Exercise text:

[Start of Attachment]

The defendant nevertheless argues that he has not proposed that section 221 funding be delegated to any other agency but rather that it be terminated and that the prohibition of section 28 does not apply. Even if that argument were valid section 602(d) would still provide no basis for bypassing the Reorganization Act because it allows only the *81 delegation of a function, not its abolition. Moreover, to read section 28 as allowing the termination of section 221 funding although forbidding its delegation to another agency would be unreasonable in the light of the clearly expressed Congressional intent that section 221 funding be carried on, supra.

The defendant plans to abolish OEO as an agency because it will no longer have any functions to carry out. Assuming for the moment that the defendant were to accomplish this by delegating all OEO functions but legal services and CED under section 602(d), as he plans, and to transfer those to other agencies through substantive legislation, as he plans,[24] the defendant would still be in violation of the Economic Opportunity Act. Section 602(d), note 10 supra, requires that programs may be delegated "subject to provisions to assure the maximum possible liaison" between OEO and the other agency. No such liaison could be maintained if OEO were no longer in existence.[25] Moreover, Congress itself in the original Act recognized that section 602(d) could not be used to transfer the entire OEO by providing for a total transfer in section 601, 42 U.S.C. § 2941(b) (1970):

(b) Notwithstanding the provisions of section 5(b) of the Reorganization Act of 1949 [now 5 U.S.C.A. § 905(b), under which the President's power to initiate a reorganization plan expired April 1, 1973], at any time after one year from August 20, 1964 the President may, by complying with the procedures established by that Act, provide for the transfer of the Office from the Executive Office of the President and for its establishment elsewhere in the executive branch as he deems appropriate.

[End of Attachment]

Activity 1:
Rewrite the opinion excerpt starting at "The defendant nevertheless" and ending at "carried on, supra.", replacing "terminated" with "ended".
Activity 2:
According to the opinion excerpt, on what date did the President's power to initiate a reorganization plan under section 5(b) expire?

Extracted material:

[Start of Attachment]

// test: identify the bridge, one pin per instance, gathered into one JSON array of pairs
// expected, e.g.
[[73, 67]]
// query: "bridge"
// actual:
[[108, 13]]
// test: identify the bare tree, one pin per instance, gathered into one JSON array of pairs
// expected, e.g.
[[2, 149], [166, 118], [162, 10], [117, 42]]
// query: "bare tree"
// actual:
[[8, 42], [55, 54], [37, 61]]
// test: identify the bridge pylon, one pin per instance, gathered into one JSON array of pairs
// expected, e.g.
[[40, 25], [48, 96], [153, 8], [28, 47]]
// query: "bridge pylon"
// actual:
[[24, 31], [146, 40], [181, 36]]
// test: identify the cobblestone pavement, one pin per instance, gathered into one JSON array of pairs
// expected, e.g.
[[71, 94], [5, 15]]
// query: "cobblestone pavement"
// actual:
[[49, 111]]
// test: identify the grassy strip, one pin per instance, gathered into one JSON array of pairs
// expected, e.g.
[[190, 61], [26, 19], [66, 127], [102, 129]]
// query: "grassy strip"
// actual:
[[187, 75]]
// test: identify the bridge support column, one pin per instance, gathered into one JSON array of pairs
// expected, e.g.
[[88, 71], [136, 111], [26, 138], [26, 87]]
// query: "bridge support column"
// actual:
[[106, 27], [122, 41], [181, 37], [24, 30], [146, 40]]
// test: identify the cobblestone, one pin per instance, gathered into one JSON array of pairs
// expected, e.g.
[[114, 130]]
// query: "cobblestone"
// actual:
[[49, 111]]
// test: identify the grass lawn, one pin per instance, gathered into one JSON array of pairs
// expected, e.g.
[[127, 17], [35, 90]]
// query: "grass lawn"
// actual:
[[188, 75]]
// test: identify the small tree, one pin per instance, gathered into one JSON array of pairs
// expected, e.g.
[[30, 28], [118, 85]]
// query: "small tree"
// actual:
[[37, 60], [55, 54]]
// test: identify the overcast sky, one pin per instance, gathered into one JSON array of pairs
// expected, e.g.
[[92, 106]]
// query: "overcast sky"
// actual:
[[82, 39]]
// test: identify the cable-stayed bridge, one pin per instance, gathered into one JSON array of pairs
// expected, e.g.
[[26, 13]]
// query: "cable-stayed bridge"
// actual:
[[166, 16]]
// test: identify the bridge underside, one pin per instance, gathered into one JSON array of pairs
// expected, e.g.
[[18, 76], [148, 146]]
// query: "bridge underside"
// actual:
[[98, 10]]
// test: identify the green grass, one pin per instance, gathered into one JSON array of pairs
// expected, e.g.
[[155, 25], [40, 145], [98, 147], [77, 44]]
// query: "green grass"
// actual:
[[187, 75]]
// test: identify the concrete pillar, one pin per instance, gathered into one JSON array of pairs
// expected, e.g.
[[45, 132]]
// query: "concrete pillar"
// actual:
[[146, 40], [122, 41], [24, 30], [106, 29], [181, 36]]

[End of Attachment]

Exercise answer 1:
The defendant nevertheless argues that he has not proposed that section 221 funding be delegated to any other agency but rather that it be ended and that the prohibition of section 28 does not apply. Even if that argument were valid section 602(d) would still provide no basis for bypassing the Reorganization Act because it allows only the *81 delegation of a function, not its abolition. Moreover, to read section 28 as allowing the termination of section 221 funding although forbidding its delegation to another agency would be unreasonable in the light of the clearly expressed Congressional intent that section 221 funding be carried on, supra.

Exercise answer 2:
April 1, 1973.